Exercise task A: Show every line of the records below that contains the word "patch".

Text section:
▼▼▼
Politics White House Split Over Hardline Response to China Trade War





China, Canada and Hong Kong are among the economies most at risk of a banking crisis, according to early-warning indicators compiled by the Bank for International Settlements.
Canada -- whose economy grew last year at the fastest pace since 2011 -- was flagged thanks to its households’ maxed-out credit cards and high debt levels in the wider economy. Household borrowing is also seen as a risk factor for China and Hong Kong, according to the study.
“The indicators currently point to the build-up of risks in several economies,” analysts Inaki Aldasoro, Claudio Borio and Mathias Drehmann wrote in the BIS’s latest Quarterly Review published on Sunday.
The study offered some surprising results: for example, Italy wasn’t shown as being at risk, despite its struggles with a slow-growing economy and banks that are mired in bad debts.
While China was flagged, a key warning indicator known as the credit-to-gross domestic product “gap” showed an improvement, said the BIS, known as the central bank for central banks. This may suggest the government is making progress in its push to reduce financial-sector risk.
▲▲▲
Exercise task B: Output the passage of the banking-risk article above from "China, Canada and" up to and including "to the study.", copied word for word.

Listing:
▼▼▼
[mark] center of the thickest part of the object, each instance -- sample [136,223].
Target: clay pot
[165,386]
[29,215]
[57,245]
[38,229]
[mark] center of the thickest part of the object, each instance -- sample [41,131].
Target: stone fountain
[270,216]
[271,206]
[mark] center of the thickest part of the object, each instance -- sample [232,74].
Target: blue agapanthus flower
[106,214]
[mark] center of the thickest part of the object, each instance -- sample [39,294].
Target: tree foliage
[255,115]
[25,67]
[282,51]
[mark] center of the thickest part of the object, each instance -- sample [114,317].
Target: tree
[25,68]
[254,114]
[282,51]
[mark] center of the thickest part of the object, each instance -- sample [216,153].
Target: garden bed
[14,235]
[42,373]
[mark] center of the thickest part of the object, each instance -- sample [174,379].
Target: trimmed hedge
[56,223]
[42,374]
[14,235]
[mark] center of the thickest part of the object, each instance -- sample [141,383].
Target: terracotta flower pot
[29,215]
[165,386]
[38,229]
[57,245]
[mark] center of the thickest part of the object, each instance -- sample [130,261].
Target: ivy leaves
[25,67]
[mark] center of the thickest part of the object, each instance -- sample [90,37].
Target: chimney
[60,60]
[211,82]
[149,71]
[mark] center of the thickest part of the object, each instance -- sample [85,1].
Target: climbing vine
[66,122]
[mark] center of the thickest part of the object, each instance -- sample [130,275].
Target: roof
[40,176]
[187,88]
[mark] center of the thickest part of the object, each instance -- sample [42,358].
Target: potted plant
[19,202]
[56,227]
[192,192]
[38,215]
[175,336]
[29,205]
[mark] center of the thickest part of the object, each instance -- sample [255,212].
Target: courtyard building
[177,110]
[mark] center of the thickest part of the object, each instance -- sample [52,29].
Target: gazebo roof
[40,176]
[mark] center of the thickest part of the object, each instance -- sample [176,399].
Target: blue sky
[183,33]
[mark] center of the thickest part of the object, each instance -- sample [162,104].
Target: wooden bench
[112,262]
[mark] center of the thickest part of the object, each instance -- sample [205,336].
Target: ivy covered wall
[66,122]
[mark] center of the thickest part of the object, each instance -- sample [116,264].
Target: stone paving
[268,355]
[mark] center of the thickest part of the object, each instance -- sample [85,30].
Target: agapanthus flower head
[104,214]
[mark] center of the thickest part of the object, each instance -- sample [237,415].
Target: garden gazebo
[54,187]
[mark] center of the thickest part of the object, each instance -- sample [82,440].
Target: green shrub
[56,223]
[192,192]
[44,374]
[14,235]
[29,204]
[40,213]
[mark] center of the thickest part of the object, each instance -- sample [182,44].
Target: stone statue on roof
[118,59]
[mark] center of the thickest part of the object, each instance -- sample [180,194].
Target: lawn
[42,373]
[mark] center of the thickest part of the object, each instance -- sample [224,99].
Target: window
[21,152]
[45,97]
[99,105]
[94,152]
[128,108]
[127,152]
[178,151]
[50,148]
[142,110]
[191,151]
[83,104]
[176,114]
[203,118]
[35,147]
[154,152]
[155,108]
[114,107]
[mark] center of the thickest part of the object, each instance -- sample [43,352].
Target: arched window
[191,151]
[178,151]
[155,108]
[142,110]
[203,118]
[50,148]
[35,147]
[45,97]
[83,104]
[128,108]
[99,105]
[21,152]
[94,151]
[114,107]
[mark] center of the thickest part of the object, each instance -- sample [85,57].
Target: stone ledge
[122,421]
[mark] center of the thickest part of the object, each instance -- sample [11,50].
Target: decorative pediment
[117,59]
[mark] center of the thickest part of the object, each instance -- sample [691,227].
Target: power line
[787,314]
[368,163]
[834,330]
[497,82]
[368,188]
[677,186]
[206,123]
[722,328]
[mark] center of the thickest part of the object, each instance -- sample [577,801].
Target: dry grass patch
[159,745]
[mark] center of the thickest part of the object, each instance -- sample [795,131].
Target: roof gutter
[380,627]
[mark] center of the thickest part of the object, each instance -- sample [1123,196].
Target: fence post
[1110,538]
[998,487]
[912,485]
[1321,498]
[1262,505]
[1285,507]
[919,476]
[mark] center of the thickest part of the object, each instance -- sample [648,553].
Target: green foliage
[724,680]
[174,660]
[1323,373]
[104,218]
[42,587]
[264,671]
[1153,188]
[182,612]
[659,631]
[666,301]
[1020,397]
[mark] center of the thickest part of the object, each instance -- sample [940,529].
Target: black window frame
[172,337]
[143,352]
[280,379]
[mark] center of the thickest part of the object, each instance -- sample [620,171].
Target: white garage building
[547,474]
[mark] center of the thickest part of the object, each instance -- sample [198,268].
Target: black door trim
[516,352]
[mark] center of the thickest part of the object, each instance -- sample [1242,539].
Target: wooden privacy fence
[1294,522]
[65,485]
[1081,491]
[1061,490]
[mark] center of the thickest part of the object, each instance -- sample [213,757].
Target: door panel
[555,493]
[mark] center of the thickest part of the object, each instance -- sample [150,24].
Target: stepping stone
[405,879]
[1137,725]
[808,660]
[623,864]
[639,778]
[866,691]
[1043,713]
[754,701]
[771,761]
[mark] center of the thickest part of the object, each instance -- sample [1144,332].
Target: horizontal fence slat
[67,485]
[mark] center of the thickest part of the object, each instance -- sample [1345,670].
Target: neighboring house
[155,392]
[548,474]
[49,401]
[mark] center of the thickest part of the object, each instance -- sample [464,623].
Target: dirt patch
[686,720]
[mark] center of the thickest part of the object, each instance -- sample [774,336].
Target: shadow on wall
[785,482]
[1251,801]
▲▲▲
Exercise output A:
Target: dry grass patch
Target: dirt patch

Exercise output B:
China, Canada and Hong Kong are among the economies most at risk of a banking crisis, according to early-warning indicators compiled by the Bank for International Settlements.
Canada -- whose economy grew last year at the fastest pace since 2011 -- was flagged thanks to its households’ maxed-out credit cards and high debt levels in the wider economy. Household borrowing is also seen as a risk factor for China and Hong Kong, according to the study.